### INSTRUCTION
Copy the items below word for word, starting at the line containing "Expected behaviour: for every instance of the white pillow, pick" and ending with the line containing "x=202 y=166", both lines included. Give only that span.

### RECORDS FOR THE TASK
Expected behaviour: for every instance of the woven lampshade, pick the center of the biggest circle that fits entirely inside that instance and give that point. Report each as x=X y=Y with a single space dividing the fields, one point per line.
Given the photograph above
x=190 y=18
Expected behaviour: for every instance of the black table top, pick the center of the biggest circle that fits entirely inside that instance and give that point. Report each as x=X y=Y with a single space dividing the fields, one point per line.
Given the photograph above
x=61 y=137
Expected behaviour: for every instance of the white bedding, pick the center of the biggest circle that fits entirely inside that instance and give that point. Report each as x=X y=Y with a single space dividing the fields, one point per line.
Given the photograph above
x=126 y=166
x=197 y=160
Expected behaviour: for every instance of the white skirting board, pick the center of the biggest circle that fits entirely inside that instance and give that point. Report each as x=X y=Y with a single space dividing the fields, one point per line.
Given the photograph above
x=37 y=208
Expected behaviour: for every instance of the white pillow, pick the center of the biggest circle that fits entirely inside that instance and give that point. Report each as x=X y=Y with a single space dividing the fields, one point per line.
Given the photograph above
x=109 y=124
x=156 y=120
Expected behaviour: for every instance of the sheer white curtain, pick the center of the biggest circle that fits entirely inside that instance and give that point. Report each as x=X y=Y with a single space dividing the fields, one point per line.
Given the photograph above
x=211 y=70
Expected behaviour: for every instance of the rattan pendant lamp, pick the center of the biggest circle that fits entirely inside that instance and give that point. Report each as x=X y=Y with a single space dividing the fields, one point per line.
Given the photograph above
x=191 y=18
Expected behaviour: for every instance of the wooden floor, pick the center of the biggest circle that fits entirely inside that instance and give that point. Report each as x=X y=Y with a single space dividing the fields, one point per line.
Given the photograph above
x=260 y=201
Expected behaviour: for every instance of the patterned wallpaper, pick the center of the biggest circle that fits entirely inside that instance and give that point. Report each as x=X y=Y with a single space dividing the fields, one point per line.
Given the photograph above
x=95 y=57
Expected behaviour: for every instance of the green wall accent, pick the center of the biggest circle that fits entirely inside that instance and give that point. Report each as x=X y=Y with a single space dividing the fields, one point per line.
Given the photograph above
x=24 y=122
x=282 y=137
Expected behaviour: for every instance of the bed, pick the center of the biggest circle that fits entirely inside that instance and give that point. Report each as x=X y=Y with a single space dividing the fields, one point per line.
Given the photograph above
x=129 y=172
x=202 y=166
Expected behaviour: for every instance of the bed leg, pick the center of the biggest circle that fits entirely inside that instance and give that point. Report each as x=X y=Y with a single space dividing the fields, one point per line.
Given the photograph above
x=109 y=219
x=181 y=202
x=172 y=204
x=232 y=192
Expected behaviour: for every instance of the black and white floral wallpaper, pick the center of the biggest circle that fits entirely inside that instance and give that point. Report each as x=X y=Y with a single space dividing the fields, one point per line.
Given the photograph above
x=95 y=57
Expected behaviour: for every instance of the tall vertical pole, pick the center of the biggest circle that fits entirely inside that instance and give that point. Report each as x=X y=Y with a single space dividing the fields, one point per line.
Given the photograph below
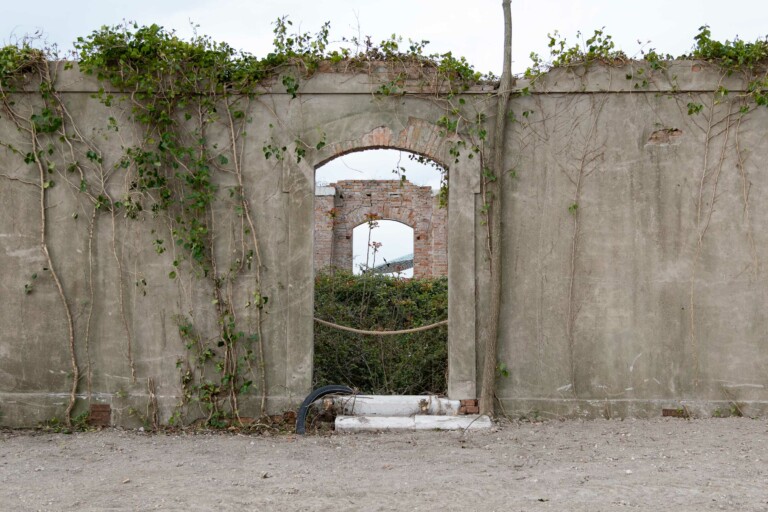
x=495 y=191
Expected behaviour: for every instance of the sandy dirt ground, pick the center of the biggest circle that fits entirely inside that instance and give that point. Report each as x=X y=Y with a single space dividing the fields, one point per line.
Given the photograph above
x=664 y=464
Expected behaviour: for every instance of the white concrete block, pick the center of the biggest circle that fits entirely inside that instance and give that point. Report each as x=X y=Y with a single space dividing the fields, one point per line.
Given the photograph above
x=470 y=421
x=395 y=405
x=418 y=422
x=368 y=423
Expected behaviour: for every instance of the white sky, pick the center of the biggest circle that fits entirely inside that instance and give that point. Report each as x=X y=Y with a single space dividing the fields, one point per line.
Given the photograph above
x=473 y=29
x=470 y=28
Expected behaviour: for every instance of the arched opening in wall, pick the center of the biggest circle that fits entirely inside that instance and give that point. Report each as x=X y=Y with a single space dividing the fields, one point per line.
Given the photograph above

### WRITTEN SOLUTION
Expected behaviour: for every instance of the white pillow, pick the center of the biggest circle that fits entirely inside that instance and give that point. Report each as x=X y=Y with a single space dividing the fields, one point per line.
Given the photograph above
x=109 y=124
x=156 y=120
Expected behaviour: for every instance of the sheer white curtain, pick the center of the biggest circle that fits entirely inside that instance and give that point. Report each as x=X y=Y with a single space dividing the fields, one point per line.
Given the photograph above
x=211 y=70
Expected behaviour: for every instance of the rattan pendant lamp, pick the center of the biggest circle that fits entirely inside that instance and give that point. Report each as x=X y=Y with a single space dividing the fields, one point per line.
Given the photograph above
x=191 y=18
Expected behaviour: for every instance of the wooden floor, pick the center of the biggest circle that fits entirely inside that instance and give that point. Report each as x=X y=Y with a single space dividing the fields, one point per line.
Given the photograph above
x=260 y=201
Expected behaviour: for every instance of the patterned wallpaper, pick the center of the biggest circle that fits entirely inside that instance and give that point. Report each as x=X y=Y with a single space dividing the fields, one point per line.
Given the photograph above
x=95 y=57
Expected behaviour: for every instance of the green wall accent, pick the center of the biggest circle that fits entirely inside that instance and give that point. Report each as x=X y=Y with a single space dividing the fields, one point per line.
Given the photograph above
x=24 y=122
x=282 y=137
Expected behaviour: for every instance of the bed, pick the center of the biggest circle that fits entirely inside that instance and give that point. Report each as x=X y=Y with a single space dividing the fields, one point per line.
Given the photograph above
x=129 y=172
x=202 y=166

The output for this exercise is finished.